__EXPLORE THE MATERIAL__
1) Can you update the business news summary from "The Organization for" to "in the Senate.", changing "debt limit" to "debt ceiling"?
2) What comes next in the business news summary? Write its continuation.

A downgraded economic forecast, a planned debt limit vote, eased travel restrictions, a shakeup in how some restaurants pay their workers, lower travel bookings, child care industry challenges, and a Connecticut submarine manufacturer preparing to potentially build boats for Australia are among the top business news items this morning.
The Organization for Economic Cooperation and Development pared back its May economic forecast and warned that uneven vaccination rates jeopardize global recovery from the COVID-19 pandemic. The organization revised its 2021 growth forecast from 5.8 percent to 5.7 percent, including a drawback of economic growth in the United States from 6.9 percent to 6 percent.
Congressional Democrats are planning to attach a provision to suspend the debt limit through December 2022 as part of short-term spending bill. The House is expected to vote on the measure this week, but the effort is likely to face stiff Republican resistance in the Senate.
The United States is planning to ease travel restrictions on all foreign travelers who are fully vaccinated against COVID-19. The new rules will go into effect in early November and require travelers to show proof of vaccination upon their arrival.
With food services companies struggling to attract and retain employees, some restaurants are making fundamental changes to how they compensate workers. More eateries are departing from a tipped minimum wage, adopting models such as surcharges to support higher wages for servers and kitchen staff.

__DATA UNDER STUDY__
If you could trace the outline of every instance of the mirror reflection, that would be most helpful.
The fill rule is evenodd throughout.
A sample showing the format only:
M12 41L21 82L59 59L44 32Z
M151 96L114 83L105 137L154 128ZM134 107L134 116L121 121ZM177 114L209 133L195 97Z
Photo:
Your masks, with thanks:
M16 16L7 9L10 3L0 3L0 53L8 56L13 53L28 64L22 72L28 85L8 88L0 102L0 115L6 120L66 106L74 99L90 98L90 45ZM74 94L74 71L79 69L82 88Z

__ANSWERS TO THE TASKS__
1)
The Organization for Economic Cooperation and Development pared back its May economic forecast and warned that uneven vaccination rates jeopardize global recovery from the COVID-19 pandemic. The organization revised its 2021 growth forecast from 5.8 percent to 5.7 percent, including a drawback of economic growth in the United States from 6.9 percent to 6 percent.
Congressional Democrats are planning to attach a provision to suspend the debt ceiling through December 2022 as part of short-term spending bill. The House is expected to vote on the measure this week, but the effort is likely to face stiff Republican resistance in the Senate.

2)
The travel industry is facing renewed disruptions due to the COVID-19 pandemic. Flight bookings remain significantly below pre-pandemic levels as the Delta variant drives a new surge in cases.
A New York Times article looks at the challenges facing child care businesses, even as adequate child care is regarded as essential for returning more people to the labor force. Hurdles include high hiring standards, low pay, and limited opportunities to collect revenue from tuition without hiring more staff.
General Dynamics Electric Boat, the eastern Connecticut submarine manufacturer, says it has told Navy and government officials that it is ready to assist with a new international agreement to provide Australia with nuclear-powered submarines. The company has not yet been asked to take any specific action, as government officials are still working out the terms and timeline of the agreement.